In the listing beneath this line, copy exactly the lines starting with the one containing "# test: pointer marks the brown" and going on through the one containing "# test: pointer marks the floodwater".

┌─ THE RECORDS

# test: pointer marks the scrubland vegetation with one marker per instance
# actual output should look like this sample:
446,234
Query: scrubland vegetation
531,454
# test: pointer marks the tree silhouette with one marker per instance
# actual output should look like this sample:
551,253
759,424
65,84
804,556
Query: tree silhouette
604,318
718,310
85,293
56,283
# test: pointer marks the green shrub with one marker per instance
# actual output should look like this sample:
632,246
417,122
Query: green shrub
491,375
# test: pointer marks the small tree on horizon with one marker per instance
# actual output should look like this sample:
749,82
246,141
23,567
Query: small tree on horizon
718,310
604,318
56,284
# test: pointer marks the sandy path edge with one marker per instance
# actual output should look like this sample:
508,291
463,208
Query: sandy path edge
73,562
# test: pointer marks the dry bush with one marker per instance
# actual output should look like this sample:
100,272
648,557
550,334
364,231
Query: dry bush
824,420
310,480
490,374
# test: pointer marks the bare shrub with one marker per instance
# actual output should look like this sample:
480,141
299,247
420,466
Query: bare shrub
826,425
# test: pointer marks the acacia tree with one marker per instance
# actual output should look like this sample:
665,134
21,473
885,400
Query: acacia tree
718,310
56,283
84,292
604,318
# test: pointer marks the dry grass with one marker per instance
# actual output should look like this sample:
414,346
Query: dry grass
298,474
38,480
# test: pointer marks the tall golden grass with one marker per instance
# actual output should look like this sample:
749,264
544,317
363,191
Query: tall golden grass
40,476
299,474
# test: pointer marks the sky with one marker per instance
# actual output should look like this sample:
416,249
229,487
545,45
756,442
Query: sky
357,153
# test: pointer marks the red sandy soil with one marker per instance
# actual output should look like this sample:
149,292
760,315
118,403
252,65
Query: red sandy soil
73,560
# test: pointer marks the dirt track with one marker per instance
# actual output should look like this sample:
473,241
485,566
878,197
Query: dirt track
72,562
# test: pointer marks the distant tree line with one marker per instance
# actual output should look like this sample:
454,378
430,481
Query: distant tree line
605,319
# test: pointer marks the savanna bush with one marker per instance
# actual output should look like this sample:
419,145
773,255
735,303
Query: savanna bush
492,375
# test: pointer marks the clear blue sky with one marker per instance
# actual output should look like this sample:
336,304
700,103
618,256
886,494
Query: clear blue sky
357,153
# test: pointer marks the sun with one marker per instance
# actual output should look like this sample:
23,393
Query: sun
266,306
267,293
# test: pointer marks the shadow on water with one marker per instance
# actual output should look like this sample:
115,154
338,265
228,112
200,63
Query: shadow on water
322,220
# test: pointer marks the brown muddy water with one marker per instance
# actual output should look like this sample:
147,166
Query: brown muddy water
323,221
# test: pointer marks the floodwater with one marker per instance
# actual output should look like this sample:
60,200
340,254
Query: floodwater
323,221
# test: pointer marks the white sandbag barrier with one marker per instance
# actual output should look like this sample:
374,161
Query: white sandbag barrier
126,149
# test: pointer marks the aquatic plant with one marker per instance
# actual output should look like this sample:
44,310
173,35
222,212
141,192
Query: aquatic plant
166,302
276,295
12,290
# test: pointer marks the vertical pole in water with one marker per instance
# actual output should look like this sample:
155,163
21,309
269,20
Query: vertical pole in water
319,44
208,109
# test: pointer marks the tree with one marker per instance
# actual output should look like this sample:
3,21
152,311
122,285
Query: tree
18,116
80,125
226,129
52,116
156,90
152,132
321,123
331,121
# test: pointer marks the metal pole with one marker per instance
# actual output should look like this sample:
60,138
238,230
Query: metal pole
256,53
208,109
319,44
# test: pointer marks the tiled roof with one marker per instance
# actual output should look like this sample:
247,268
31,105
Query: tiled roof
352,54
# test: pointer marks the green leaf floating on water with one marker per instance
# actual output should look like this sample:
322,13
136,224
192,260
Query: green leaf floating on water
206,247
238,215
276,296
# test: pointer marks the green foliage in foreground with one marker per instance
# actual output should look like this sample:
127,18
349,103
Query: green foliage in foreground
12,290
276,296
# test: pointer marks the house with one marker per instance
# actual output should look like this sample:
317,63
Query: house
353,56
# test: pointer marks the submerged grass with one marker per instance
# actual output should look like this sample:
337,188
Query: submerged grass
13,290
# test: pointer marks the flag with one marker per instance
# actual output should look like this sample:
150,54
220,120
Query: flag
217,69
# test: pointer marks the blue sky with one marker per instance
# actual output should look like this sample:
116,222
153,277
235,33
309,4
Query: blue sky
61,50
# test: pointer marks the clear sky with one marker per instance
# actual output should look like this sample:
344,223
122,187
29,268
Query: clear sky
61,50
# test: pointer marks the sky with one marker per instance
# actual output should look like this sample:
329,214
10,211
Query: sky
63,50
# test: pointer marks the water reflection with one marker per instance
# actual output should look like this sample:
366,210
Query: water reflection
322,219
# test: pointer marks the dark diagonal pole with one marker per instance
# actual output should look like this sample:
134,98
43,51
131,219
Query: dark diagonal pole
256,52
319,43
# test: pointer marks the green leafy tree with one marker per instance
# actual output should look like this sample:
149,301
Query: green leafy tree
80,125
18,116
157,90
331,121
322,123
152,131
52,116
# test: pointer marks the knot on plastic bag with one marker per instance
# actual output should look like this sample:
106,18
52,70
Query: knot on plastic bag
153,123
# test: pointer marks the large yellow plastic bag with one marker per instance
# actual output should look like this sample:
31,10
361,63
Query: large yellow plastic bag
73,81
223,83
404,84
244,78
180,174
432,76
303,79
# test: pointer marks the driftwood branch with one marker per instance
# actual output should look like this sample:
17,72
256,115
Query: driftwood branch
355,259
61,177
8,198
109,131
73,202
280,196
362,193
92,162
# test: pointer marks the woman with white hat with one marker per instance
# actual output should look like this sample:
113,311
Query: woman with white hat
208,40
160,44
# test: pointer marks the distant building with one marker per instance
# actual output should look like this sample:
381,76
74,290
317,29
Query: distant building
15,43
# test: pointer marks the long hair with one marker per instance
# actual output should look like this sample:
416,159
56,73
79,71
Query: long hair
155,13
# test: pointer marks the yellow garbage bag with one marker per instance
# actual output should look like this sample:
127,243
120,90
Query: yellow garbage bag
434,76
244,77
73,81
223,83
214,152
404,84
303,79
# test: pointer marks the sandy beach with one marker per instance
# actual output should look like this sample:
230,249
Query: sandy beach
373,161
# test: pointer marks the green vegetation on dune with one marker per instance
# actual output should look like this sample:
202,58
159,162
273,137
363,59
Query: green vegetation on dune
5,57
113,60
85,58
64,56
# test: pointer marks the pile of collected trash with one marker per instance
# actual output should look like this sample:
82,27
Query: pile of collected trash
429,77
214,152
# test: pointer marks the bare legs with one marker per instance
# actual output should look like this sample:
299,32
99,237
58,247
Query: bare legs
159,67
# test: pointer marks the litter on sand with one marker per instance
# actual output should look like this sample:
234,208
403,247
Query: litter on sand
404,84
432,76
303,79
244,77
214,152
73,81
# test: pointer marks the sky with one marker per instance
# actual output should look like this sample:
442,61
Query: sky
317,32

└─
┌─ THE RECORDS

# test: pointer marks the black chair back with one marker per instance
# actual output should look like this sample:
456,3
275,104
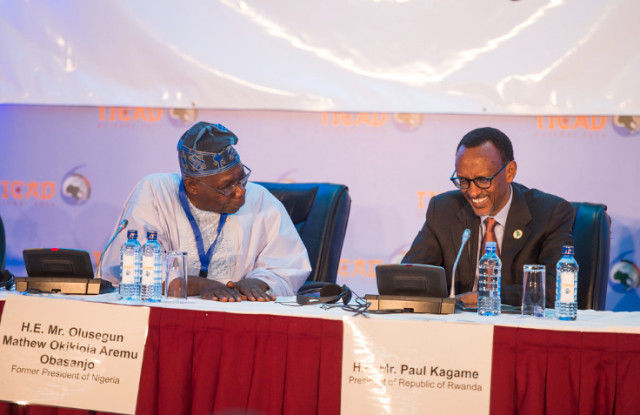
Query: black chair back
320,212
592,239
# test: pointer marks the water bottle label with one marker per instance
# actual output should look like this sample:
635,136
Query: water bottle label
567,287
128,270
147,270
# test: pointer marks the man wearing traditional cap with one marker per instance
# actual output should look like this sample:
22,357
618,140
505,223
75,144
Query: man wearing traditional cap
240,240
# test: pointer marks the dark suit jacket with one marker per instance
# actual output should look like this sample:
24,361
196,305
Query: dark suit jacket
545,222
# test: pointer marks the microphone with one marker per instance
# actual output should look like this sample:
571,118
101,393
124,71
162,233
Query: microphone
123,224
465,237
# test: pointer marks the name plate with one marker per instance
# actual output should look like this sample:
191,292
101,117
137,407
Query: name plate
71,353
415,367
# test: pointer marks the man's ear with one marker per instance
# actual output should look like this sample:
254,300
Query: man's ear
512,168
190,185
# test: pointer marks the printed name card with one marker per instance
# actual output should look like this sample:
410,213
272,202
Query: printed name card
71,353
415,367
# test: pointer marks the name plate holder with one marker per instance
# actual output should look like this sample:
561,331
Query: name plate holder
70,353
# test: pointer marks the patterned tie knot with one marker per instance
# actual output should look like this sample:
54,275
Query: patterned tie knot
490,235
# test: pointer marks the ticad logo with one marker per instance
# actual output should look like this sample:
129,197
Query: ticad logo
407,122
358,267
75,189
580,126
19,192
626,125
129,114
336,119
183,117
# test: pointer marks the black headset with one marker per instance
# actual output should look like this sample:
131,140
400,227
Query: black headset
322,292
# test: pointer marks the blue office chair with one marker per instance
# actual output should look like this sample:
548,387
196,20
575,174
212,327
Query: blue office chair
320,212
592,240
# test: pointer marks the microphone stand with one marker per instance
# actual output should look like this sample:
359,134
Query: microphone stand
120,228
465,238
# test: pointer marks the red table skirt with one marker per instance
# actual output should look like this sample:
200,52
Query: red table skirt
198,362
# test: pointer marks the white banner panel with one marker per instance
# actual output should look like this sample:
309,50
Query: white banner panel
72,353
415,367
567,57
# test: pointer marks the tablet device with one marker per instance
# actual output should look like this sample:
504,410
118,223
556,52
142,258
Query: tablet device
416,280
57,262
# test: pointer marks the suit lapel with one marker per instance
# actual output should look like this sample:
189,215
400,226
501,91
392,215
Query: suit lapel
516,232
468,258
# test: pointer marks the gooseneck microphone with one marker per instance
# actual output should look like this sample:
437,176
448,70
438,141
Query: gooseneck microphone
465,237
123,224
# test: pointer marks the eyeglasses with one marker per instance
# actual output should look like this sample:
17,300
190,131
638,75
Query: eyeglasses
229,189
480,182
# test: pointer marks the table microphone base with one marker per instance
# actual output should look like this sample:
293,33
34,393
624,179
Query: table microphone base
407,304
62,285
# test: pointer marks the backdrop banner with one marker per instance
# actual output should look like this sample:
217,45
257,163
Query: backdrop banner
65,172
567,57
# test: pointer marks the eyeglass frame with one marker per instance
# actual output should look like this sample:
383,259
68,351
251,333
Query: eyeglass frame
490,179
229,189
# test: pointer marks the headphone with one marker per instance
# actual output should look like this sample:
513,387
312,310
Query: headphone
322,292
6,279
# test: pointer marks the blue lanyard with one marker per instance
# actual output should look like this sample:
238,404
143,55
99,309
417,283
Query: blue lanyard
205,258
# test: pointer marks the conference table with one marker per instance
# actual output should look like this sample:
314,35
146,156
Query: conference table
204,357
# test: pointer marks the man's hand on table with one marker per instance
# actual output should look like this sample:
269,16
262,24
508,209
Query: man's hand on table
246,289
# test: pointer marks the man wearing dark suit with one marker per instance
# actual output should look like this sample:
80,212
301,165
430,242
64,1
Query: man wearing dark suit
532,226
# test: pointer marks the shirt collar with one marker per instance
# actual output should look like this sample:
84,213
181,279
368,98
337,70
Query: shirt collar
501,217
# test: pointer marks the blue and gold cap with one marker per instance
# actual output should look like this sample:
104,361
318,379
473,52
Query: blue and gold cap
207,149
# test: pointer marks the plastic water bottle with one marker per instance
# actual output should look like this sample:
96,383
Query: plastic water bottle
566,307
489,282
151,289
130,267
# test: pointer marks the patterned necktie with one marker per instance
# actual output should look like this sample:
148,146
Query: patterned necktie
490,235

└─

- **RESULT OF THE EXERCISE**:
# test: pointer marks the brown muddy water with one marker per instance
# actual output should look like this sample:
147,166
Query: brown muddy water
323,221
# test: pointer marks the floodwater with one marker per instance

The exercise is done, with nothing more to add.